**WORK INSTRUCTIONS:**
A - Decide whether each statement agrees with the Cheerio France thread: (i) Domenech would not shake hands with the South Africa coach after the match; (ii) Luis Fabiano handled the ball once before scoring against Ivory Coast; (iii) SA radio claimed the French FA booked first-class plane tickets for the team. Answer yes or no for each, and quote the deciding words.
B - In the Cheerio France thread, whose investigation does mathepac hope will clean up French soccer?
C - Reproduce the Cheerio France thread from "## Betsy Og" to "in that regard).".

**TEXT SHOWN:**
________________________________________
# Cheerio France



## DerKaiser (22 Jun 2010)

In fairness, has any team ever let itself down more badly all round in terms of how they qualified and how they performed?


----------



## Betsy Og (22 Jun 2010)

Even Domenech yesterday said the way France was going was "very poetic", and without being too childish about it I think he's right and they got their comeuppence (though, it must be always said, that even if Henry didnt handle the ball it would have gone to penalties and no guarantee we would have come through that).


----------



## mathepac (22 Jun 2010)

I just saw the highlights where Domenech refused to shake hands with the SA coach after the match. There is no place for such churlishness and bad manners in any sport at any level (although Clare hurlers and officials come to mind in that regard). 

I feel sorry for French players and supporters. There is something badly amiss in French soccer and I hope Mme. Roselyne Bachelot's investigation cleans it up.


----------



## TarfHead (22 Jun 2010)

Raphael Honigstein has tweeted "_SA radio saying that #FRA FA booked second-class plane tix for team_"


----------



## daithi (22 Jun 2010)

*adieu frenchies*

I'd have told them make yer own way home,lads!

daithi


----------



## Mpsox (23 Jun 2010)

Was there not some element of poetic justice in all of this?, from the dodgy offside in the 2nd match that cost them a goal, their version of Saipan, having a manager so totally out of his depth (a la Stan, best description I heard of Domenech was from an American journalist who called him "an unloveable Inspector Clouseau), it was like the history of Irish football over the last 10 years, condensed into a fortnight.


----------



## MrMan (23 Jun 2010)

Domenech gets a seriouslt tough press, can you imagine any other manager taking their country to the final of the World cup and still being compared to Stan? 
We all got upset about the handball at the time, but I can't get over how we are clinging onto it still. i can understand the Irish journalists constantly stoking the fire to keep themselves busy but the general public should have moved on by now.
Luis Fabiano handled twice before scoring against Ivory Coast (same national colours as us!) and nobody is saying that Brazil are cheating there way through the world cup.


----------



## Shawady (23 Jun 2010)

What is ironic is that FIFA changed the rules regards the play-offs to allow seeding, to give the bigger nations a better chance of qualifications.
Ireland still may not have qualified, but if we did I've no doubt we would have given a better display on and off the pitch.


----------



## Mpsox (23 Jun 2010)

MrMan said:


> Domenech gets a seriouslt tough press, can you imagine any other manager taking their country to the final of the World cup and still being compared to Stan?
________________________________________
**DATASET EXCERPTS:**

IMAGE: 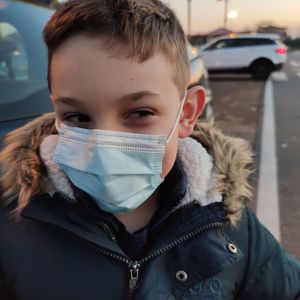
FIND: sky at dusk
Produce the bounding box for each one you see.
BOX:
[164,0,300,37]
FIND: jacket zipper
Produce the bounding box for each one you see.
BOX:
[56,194,224,293]
[65,222,224,293]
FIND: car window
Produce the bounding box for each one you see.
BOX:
[0,1,53,122]
[204,39,232,51]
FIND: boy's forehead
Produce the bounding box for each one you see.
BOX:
[51,35,177,99]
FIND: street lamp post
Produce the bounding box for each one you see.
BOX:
[224,0,228,29]
[187,0,192,35]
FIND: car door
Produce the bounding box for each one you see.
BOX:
[202,38,251,70]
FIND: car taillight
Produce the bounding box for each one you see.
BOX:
[276,48,287,54]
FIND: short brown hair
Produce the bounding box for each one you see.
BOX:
[43,0,189,93]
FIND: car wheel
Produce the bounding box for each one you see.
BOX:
[251,60,274,80]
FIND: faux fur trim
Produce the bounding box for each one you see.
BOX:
[0,113,252,224]
[40,135,222,206]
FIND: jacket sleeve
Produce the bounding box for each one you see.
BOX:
[238,209,300,300]
[0,265,16,300]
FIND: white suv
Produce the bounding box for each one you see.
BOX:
[200,34,287,80]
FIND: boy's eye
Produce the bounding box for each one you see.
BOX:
[127,109,154,119]
[63,114,91,123]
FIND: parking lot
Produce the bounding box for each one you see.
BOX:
[210,52,300,259]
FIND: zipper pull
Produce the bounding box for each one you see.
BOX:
[129,261,141,291]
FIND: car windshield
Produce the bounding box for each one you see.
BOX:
[0,0,53,121]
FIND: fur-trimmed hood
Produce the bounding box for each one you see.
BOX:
[0,113,252,224]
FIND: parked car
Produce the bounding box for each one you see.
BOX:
[0,0,211,139]
[200,34,287,80]
[0,0,53,137]
[188,44,213,120]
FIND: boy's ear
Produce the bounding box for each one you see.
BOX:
[178,86,206,138]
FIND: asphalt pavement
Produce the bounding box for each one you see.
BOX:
[210,51,300,260]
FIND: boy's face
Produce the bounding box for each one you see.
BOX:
[51,35,204,178]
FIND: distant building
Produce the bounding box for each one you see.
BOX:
[257,25,288,39]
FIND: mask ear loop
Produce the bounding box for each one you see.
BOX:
[166,91,187,143]
[55,118,61,132]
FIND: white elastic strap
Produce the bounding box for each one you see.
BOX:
[166,91,186,143]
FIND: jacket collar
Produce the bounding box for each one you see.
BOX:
[0,113,252,224]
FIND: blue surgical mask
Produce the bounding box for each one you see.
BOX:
[54,95,184,213]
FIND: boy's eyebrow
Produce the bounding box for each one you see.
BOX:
[55,91,159,104]
[120,91,159,102]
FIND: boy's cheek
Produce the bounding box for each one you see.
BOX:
[161,134,178,178]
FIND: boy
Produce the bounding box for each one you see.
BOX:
[0,0,300,300]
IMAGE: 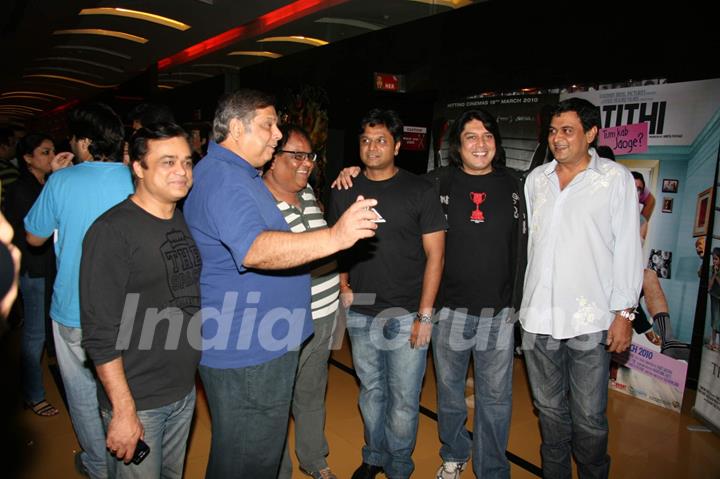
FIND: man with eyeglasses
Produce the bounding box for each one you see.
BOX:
[328,109,446,479]
[184,90,377,479]
[263,125,340,479]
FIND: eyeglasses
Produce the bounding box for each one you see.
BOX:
[276,150,317,163]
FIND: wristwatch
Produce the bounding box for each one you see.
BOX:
[415,313,435,324]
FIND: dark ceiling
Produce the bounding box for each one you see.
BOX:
[0,0,720,126]
[0,0,484,122]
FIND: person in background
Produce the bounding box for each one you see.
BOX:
[0,213,22,322]
[708,248,720,351]
[5,133,72,416]
[25,103,133,479]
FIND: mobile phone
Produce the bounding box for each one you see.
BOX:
[130,439,150,465]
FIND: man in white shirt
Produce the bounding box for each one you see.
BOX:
[520,98,643,479]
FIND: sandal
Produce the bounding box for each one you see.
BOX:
[25,399,60,417]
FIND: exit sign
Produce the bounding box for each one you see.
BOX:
[374,73,405,92]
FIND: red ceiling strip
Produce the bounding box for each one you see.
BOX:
[157,0,347,70]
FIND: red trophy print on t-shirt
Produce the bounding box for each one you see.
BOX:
[470,191,487,223]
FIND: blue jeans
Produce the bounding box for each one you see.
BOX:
[20,274,45,404]
[200,351,298,479]
[347,311,427,479]
[523,331,610,479]
[53,321,108,479]
[100,387,195,479]
[278,315,335,479]
[432,308,514,478]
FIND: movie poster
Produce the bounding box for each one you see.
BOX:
[572,80,720,412]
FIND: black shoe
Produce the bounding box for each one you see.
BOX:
[352,462,385,479]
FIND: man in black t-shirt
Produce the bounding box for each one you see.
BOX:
[80,123,201,478]
[333,110,527,479]
[429,110,527,479]
[328,110,446,479]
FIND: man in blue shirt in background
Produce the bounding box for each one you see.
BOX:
[25,103,134,479]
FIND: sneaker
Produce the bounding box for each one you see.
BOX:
[435,461,467,479]
[352,462,384,479]
[303,467,337,479]
[74,449,90,477]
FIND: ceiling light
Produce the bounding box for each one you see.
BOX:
[228,50,282,58]
[23,73,118,88]
[158,72,213,79]
[0,110,35,117]
[34,57,123,73]
[53,45,132,60]
[0,91,65,100]
[0,95,52,101]
[25,65,102,79]
[53,28,148,43]
[315,17,383,30]
[0,104,42,111]
[158,78,191,85]
[410,0,472,8]
[157,0,348,70]
[78,8,190,32]
[258,35,328,47]
[190,63,240,70]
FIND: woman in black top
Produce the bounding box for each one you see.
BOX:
[5,134,58,416]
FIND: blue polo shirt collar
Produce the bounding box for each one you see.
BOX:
[208,140,260,178]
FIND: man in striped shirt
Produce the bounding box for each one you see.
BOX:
[263,125,340,479]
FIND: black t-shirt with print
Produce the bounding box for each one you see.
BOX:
[328,169,446,316]
[438,168,520,315]
[80,199,202,410]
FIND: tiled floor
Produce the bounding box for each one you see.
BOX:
[7,326,720,479]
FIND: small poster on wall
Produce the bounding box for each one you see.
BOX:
[693,188,712,237]
[662,196,673,213]
[647,249,672,279]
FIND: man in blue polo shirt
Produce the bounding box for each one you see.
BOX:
[184,90,377,479]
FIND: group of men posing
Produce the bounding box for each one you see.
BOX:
[25,90,642,479]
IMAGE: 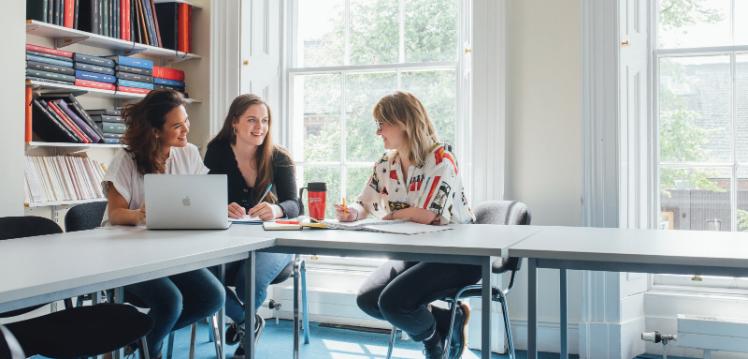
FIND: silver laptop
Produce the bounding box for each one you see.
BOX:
[145,174,230,229]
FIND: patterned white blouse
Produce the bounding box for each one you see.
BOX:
________________________________________
**RESPONSES PER TASK:**
A -
(i) Yes: "Domenech refused to shake hands with the SA coach after the match."
(ii) No: "Luis Fabiano handled twice before scoring against Ivory Coast"
(iii) No: "SA radio saying that #FRA FA booked second-class plane tix for team"

B - Mme. Roselyne Bachelot's investigation.

C -
## Betsy Og (22 Jun 2010)

Even Domenech yesterday said the way France was going was "very poetic", and without being too childish about it I think he's right and they got their comeuppence (though, it must be always said, that even if Henry didnt handle the ball it would have gone to penalties and no guarantee we would have come through that).


----------



## mathepac (22 Jun 2010)

I just saw the highlights where Domenech refused to shake hands with the SA coach after the match. There is no place for such churlishness and bad manners in any sport at any level (although Clare hurlers and officials come to mind in that regard).